[START OF The records]

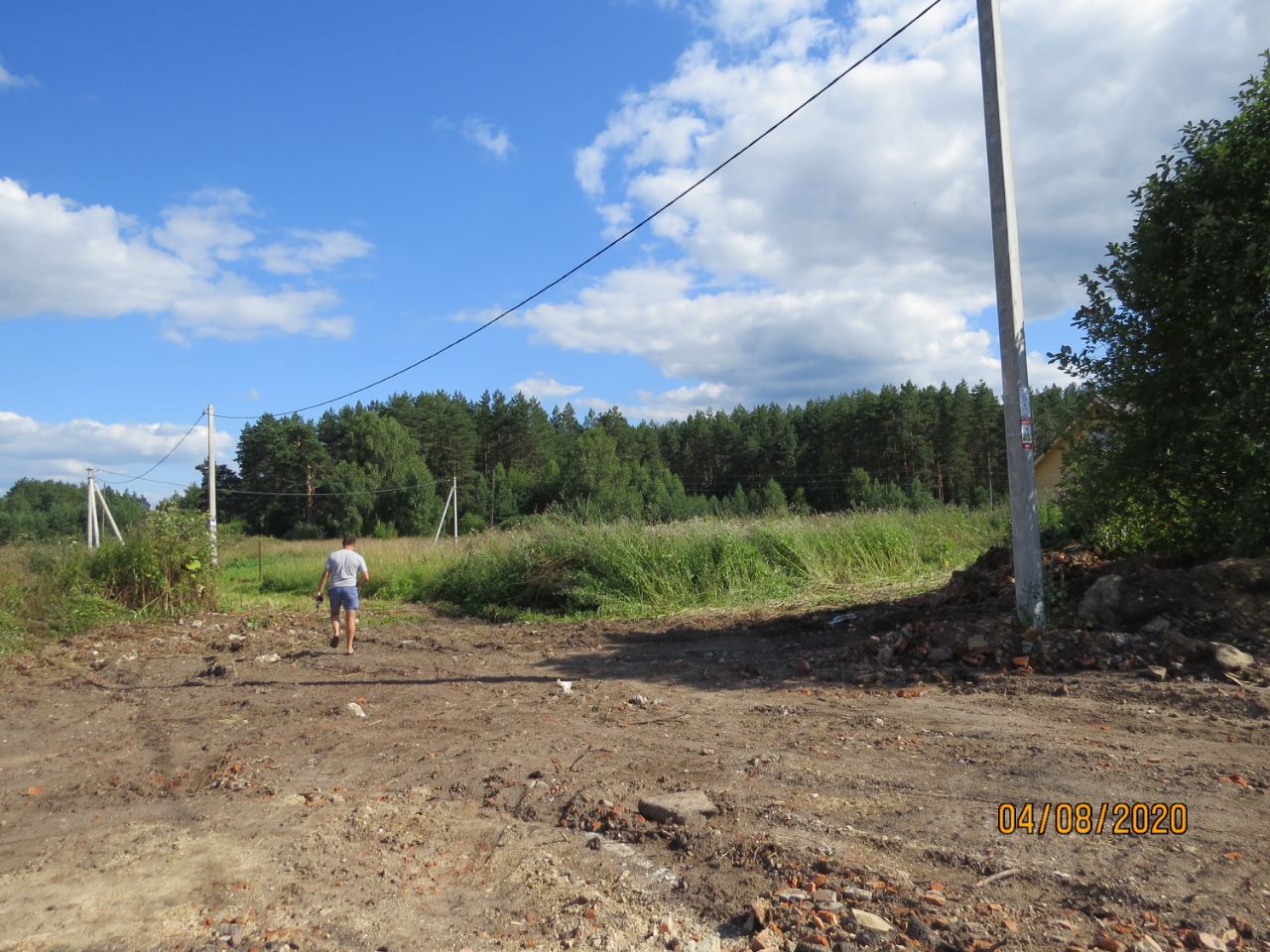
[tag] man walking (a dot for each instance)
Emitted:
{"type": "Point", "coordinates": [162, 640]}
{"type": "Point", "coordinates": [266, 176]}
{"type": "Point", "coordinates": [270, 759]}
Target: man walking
{"type": "Point", "coordinates": [343, 567]}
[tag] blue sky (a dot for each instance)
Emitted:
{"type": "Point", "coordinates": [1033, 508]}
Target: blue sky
{"type": "Point", "coordinates": [261, 206]}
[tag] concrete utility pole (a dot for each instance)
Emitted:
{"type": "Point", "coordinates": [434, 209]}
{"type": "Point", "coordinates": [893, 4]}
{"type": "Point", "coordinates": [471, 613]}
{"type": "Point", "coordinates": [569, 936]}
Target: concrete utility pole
{"type": "Point", "coordinates": [1024, 520]}
{"type": "Point", "coordinates": [211, 476]}
{"type": "Point", "coordinates": [90, 513]}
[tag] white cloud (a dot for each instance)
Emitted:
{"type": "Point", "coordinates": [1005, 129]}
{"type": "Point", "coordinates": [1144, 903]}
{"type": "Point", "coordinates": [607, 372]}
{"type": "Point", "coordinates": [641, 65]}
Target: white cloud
{"type": "Point", "coordinates": [86, 262]}
{"type": "Point", "coordinates": [236, 311]}
{"type": "Point", "coordinates": [681, 402]}
{"type": "Point", "coordinates": [852, 246]}
{"type": "Point", "coordinates": [63, 259]}
{"type": "Point", "coordinates": [767, 344]}
{"type": "Point", "coordinates": [484, 135]}
{"type": "Point", "coordinates": [206, 234]}
{"type": "Point", "coordinates": [9, 80]}
{"type": "Point", "coordinates": [313, 250]}
{"type": "Point", "coordinates": [64, 449]}
{"type": "Point", "coordinates": [545, 388]}
{"type": "Point", "coordinates": [1042, 373]}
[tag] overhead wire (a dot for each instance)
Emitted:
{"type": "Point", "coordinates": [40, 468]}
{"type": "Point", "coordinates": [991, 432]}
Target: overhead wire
{"type": "Point", "coordinates": [572, 271]}
{"type": "Point", "coordinates": [617, 240]}
{"type": "Point", "coordinates": [141, 476]}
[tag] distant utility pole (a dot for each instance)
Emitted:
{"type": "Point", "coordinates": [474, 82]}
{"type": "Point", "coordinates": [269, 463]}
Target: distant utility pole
{"type": "Point", "coordinates": [93, 527]}
{"type": "Point", "coordinates": [452, 498]}
{"type": "Point", "coordinates": [1024, 520]}
{"type": "Point", "coordinates": [90, 530]}
{"type": "Point", "coordinates": [211, 476]}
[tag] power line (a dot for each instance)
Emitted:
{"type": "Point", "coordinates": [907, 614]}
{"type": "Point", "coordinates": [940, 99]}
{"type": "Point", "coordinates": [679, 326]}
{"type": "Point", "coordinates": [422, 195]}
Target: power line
{"type": "Point", "coordinates": [141, 476]}
{"type": "Point", "coordinates": [621, 238]}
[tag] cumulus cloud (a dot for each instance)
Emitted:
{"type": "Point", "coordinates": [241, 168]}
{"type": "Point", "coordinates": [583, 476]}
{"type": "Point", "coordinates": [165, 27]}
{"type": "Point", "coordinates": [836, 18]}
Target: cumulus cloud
{"type": "Point", "coordinates": [9, 80]}
{"type": "Point", "coordinates": [206, 232]}
{"type": "Point", "coordinates": [545, 388]}
{"type": "Point", "coordinates": [313, 250]}
{"type": "Point", "coordinates": [494, 141]}
{"type": "Point", "coordinates": [481, 134]}
{"type": "Point", "coordinates": [235, 311]}
{"type": "Point", "coordinates": [679, 403]}
{"type": "Point", "coordinates": [757, 345]}
{"type": "Point", "coordinates": [852, 246]}
{"type": "Point", "coordinates": [64, 449]}
{"type": "Point", "coordinates": [59, 258]}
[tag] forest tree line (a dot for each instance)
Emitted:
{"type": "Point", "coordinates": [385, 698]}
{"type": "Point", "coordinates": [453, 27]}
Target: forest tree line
{"type": "Point", "coordinates": [385, 468]}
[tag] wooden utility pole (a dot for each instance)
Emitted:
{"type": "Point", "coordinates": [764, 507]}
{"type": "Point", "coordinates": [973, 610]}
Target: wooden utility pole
{"type": "Point", "coordinates": [211, 476]}
{"type": "Point", "coordinates": [1024, 520]}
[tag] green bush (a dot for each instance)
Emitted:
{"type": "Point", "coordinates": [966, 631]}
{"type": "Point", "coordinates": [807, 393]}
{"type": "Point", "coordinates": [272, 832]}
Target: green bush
{"type": "Point", "coordinates": [166, 563]}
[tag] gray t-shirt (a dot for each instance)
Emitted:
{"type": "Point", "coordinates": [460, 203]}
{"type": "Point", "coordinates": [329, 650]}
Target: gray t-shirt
{"type": "Point", "coordinates": [344, 563]}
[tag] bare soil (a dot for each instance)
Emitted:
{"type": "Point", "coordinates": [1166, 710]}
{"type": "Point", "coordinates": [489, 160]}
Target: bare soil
{"type": "Point", "coordinates": [167, 785]}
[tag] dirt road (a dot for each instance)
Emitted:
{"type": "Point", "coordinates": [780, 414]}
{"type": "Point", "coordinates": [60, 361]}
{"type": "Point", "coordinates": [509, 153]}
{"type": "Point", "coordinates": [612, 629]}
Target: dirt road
{"type": "Point", "coordinates": [177, 787]}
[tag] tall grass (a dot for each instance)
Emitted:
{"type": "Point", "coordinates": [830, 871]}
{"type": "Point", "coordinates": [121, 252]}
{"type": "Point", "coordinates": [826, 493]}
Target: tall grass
{"type": "Point", "coordinates": [46, 593]}
{"type": "Point", "coordinates": [263, 571]}
{"type": "Point", "coordinates": [627, 569]}
{"type": "Point", "coordinates": [549, 566]}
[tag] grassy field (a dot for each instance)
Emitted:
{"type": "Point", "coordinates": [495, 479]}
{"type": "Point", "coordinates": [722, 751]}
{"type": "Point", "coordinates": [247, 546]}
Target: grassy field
{"type": "Point", "coordinates": [626, 570]}
{"type": "Point", "coordinates": [552, 567]}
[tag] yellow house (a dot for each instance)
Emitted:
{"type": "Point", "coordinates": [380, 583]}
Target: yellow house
{"type": "Point", "coordinates": [1049, 472]}
{"type": "Point", "coordinates": [1049, 465]}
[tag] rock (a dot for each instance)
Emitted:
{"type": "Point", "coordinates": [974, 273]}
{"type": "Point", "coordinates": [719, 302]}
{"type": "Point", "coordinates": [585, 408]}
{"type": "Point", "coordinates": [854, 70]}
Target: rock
{"type": "Point", "coordinates": [1182, 647]}
{"type": "Point", "coordinates": [867, 920]}
{"type": "Point", "coordinates": [920, 930]}
{"type": "Point", "coordinates": [762, 911]}
{"type": "Point", "coordinates": [683, 809]}
{"type": "Point", "coordinates": [1101, 603]}
{"type": "Point", "coordinates": [1228, 657]}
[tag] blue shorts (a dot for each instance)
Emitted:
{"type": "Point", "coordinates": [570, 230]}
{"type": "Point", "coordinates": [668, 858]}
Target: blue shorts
{"type": "Point", "coordinates": [343, 597]}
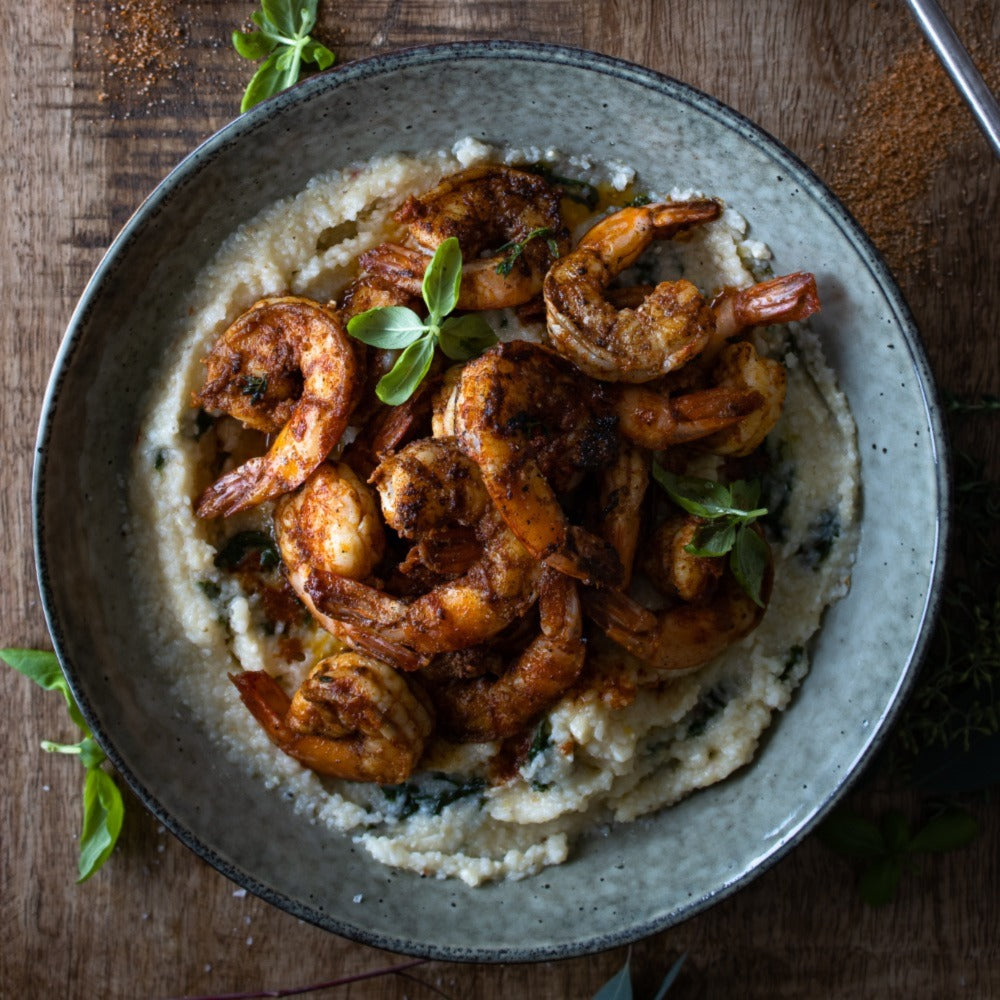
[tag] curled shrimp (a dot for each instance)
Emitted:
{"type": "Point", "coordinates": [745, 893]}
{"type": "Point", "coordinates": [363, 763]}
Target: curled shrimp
{"type": "Point", "coordinates": [487, 208]}
{"type": "Point", "coordinates": [672, 324]}
{"type": "Point", "coordinates": [533, 425]}
{"type": "Point", "coordinates": [496, 707]}
{"type": "Point", "coordinates": [495, 590]}
{"type": "Point", "coordinates": [287, 366]}
{"type": "Point", "coordinates": [353, 717]}
{"type": "Point", "coordinates": [689, 632]}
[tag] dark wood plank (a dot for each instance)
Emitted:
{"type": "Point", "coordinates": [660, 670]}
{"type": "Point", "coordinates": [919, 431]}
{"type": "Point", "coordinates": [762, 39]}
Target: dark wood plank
{"type": "Point", "coordinates": [92, 137]}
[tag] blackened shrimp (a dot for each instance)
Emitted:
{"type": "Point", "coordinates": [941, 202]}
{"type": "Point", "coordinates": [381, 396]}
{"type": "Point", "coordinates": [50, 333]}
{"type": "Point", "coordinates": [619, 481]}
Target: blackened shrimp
{"type": "Point", "coordinates": [534, 425]}
{"type": "Point", "coordinates": [711, 612]}
{"type": "Point", "coordinates": [490, 209]}
{"type": "Point", "coordinates": [353, 717]}
{"type": "Point", "coordinates": [494, 707]}
{"type": "Point", "coordinates": [286, 366]}
{"type": "Point", "coordinates": [672, 324]}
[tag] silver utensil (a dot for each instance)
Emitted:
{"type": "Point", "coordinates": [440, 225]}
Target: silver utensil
{"type": "Point", "coordinates": [957, 61]}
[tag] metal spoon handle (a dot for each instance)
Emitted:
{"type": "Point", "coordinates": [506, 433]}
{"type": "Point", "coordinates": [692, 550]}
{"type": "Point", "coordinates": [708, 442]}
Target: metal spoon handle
{"type": "Point", "coordinates": [936, 26]}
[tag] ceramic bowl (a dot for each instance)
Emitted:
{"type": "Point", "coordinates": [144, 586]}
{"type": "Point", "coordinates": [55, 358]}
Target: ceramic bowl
{"type": "Point", "coordinates": [641, 877]}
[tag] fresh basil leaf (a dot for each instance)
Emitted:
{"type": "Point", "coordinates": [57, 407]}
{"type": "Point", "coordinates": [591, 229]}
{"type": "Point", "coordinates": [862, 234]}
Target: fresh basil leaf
{"type": "Point", "coordinates": [388, 327]}
{"type": "Point", "coordinates": [398, 384]}
{"type": "Point", "coordinates": [319, 54]}
{"type": "Point", "coordinates": [946, 832]}
{"type": "Point", "coordinates": [618, 987]}
{"type": "Point", "coordinates": [713, 539]}
{"type": "Point", "coordinates": [701, 497]}
{"type": "Point", "coordinates": [465, 337]}
{"type": "Point", "coordinates": [880, 880]}
{"type": "Point", "coordinates": [442, 279]}
{"type": "Point", "coordinates": [672, 974]}
{"type": "Point", "coordinates": [850, 834]}
{"type": "Point", "coordinates": [266, 82]}
{"type": "Point", "coordinates": [43, 668]}
{"type": "Point", "coordinates": [254, 44]}
{"type": "Point", "coordinates": [283, 15]}
{"type": "Point", "coordinates": [748, 561]}
{"type": "Point", "coordinates": [103, 812]}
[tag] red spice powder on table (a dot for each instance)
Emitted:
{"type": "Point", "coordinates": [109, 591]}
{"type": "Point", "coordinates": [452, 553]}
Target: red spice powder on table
{"type": "Point", "coordinates": [904, 127]}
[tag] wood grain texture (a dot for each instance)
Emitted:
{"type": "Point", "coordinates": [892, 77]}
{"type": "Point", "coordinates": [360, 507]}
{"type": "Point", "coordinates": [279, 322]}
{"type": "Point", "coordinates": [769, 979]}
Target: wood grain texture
{"type": "Point", "coordinates": [84, 144]}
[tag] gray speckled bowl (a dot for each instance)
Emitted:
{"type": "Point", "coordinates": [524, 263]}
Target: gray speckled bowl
{"type": "Point", "coordinates": [641, 877]}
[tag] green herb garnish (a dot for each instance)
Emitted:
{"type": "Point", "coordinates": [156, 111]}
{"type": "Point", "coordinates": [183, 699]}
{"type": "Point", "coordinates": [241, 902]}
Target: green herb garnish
{"type": "Point", "coordinates": [103, 808]}
{"type": "Point", "coordinates": [284, 43]}
{"type": "Point", "coordinates": [729, 511]}
{"type": "Point", "coordinates": [515, 248]}
{"type": "Point", "coordinates": [396, 327]}
{"type": "Point", "coordinates": [254, 386]}
{"type": "Point", "coordinates": [237, 547]}
{"type": "Point", "coordinates": [580, 191]}
{"type": "Point", "coordinates": [887, 848]}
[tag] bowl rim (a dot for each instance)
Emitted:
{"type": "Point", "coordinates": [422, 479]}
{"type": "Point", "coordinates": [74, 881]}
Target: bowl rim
{"type": "Point", "coordinates": [520, 51]}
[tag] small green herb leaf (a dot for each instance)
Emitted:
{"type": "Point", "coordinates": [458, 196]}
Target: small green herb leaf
{"type": "Point", "coordinates": [394, 327]}
{"type": "Point", "coordinates": [515, 248]}
{"type": "Point", "coordinates": [442, 279]}
{"type": "Point", "coordinates": [103, 809]}
{"type": "Point", "coordinates": [465, 337]}
{"type": "Point", "coordinates": [730, 512]}
{"type": "Point", "coordinates": [397, 385]}
{"type": "Point", "coordinates": [947, 832]}
{"type": "Point", "coordinates": [284, 40]}
{"type": "Point", "coordinates": [43, 668]}
{"type": "Point", "coordinates": [748, 561]}
{"type": "Point", "coordinates": [103, 812]}
{"type": "Point", "coordinates": [387, 327]}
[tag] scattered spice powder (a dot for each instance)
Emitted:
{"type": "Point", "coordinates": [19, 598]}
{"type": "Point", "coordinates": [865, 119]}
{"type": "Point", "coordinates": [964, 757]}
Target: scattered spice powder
{"type": "Point", "coordinates": [904, 127]}
{"type": "Point", "coordinates": [141, 43]}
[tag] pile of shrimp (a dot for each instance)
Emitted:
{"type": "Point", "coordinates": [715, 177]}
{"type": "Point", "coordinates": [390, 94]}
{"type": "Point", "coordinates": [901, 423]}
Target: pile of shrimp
{"type": "Point", "coordinates": [466, 547]}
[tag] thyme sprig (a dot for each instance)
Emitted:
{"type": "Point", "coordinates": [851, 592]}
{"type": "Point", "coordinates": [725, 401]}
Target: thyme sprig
{"type": "Point", "coordinates": [515, 248]}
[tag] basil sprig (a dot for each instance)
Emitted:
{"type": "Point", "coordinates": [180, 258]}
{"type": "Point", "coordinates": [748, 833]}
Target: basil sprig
{"type": "Point", "coordinates": [397, 327]}
{"type": "Point", "coordinates": [284, 43]}
{"type": "Point", "coordinates": [729, 511]}
{"type": "Point", "coordinates": [103, 808]}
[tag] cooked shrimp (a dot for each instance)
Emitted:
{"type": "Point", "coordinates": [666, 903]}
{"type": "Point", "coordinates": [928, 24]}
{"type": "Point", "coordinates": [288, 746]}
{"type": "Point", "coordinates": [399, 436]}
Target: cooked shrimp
{"type": "Point", "coordinates": [740, 368]}
{"type": "Point", "coordinates": [780, 300]}
{"type": "Point", "coordinates": [353, 717]}
{"type": "Point", "coordinates": [690, 633]}
{"type": "Point", "coordinates": [533, 425]}
{"type": "Point", "coordinates": [285, 365]}
{"type": "Point", "coordinates": [656, 420]}
{"type": "Point", "coordinates": [487, 208]}
{"type": "Point", "coordinates": [428, 486]}
{"type": "Point", "coordinates": [331, 523]}
{"type": "Point", "coordinates": [623, 488]}
{"type": "Point", "coordinates": [496, 707]}
{"type": "Point", "coordinates": [499, 586]}
{"type": "Point", "coordinates": [672, 324]}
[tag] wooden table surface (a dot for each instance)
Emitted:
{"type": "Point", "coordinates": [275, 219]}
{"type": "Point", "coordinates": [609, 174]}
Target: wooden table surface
{"type": "Point", "coordinates": [100, 100]}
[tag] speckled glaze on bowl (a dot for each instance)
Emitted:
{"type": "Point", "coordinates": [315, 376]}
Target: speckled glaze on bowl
{"type": "Point", "coordinates": [638, 878]}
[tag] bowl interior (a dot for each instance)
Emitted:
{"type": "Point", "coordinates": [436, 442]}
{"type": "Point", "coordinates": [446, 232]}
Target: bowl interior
{"type": "Point", "coordinates": [643, 876]}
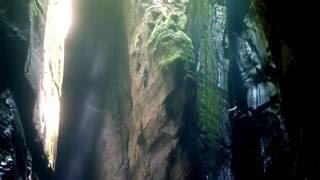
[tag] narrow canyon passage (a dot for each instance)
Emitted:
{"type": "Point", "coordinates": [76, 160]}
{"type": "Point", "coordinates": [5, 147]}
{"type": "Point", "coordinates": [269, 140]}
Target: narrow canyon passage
{"type": "Point", "coordinates": [154, 90]}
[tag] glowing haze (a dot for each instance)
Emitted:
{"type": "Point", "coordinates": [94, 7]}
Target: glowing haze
{"type": "Point", "coordinates": [57, 25]}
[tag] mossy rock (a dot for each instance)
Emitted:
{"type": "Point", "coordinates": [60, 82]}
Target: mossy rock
{"type": "Point", "coordinates": [171, 44]}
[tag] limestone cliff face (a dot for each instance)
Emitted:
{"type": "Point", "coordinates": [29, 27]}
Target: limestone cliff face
{"type": "Point", "coordinates": [158, 92]}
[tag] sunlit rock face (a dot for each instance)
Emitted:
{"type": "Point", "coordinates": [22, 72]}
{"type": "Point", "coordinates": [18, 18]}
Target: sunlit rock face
{"type": "Point", "coordinates": [45, 68]}
{"type": "Point", "coordinates": [96, 101]}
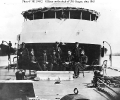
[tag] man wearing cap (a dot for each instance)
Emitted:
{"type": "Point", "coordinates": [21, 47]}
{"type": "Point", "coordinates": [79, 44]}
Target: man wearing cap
{"type": "Point", "coordinates": [25, 57]}
{"type": "Point", "coordinates": [69, 62]}
{"type": "Point", "coordinates": [58, 54]}
{"type": "Point", "coordinates": [44, 58]}
{"type": "Point", "coordinates": [54, 61]}
{"type": "Point", "coordinates": [77, 55]}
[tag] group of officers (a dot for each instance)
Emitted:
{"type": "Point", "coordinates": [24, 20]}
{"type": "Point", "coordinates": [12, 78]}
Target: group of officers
{"type": "Point", "coordinates": [75, 60]}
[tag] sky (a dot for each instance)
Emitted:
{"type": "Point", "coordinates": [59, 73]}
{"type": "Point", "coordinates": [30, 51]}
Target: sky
{"type": "Point", "coordinates": [11, 19]}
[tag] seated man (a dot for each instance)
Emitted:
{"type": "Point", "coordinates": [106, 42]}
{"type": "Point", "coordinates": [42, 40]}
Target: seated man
{"type": "Point", "coordinates": [68, 66]}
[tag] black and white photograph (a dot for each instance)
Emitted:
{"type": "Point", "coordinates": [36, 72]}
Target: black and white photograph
{"type": "Point", "coordinates": [59, 50]}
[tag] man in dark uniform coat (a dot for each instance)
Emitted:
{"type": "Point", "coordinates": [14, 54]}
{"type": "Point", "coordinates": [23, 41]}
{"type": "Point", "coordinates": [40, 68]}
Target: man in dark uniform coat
{"type": "Point", "coordinates": [25, 57]}
{"type": "Point", "coordinates": [77, 52]}
{"type": "Point", "coordinates": [77, 55]}
{"type": "Point", "coordinates": [44, 58]}
{"type": "Point", "coordinates": [58, 54]}
{"type": "Point", "coordinates": [69, 62]}
{"type": "Point", "coordinates": [54, 61]}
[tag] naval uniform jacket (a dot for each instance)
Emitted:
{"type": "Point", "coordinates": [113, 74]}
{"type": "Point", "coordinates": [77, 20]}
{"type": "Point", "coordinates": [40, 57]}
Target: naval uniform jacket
{"type": "Point", "coordinates": [54, 59]}
{"type": "Point", "coordinates": [44, 58]}
{"type": "Point", "coordinates": [69, 58]}
{"type": "Point", "coordinates": [77, 53]}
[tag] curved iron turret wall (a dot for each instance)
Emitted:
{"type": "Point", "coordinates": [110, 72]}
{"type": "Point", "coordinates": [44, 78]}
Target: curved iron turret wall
{"type": "Point", "coordinates": [93, 51]}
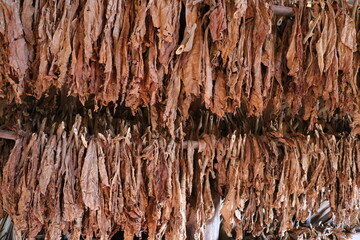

[END OF The records]

What the task requires: Find every line in the records that contains the word "cumulus" and copy each of those lines.

Worked solution:
[tag] cumulus cloud (a dot for each instance)
Target: cumulus cloud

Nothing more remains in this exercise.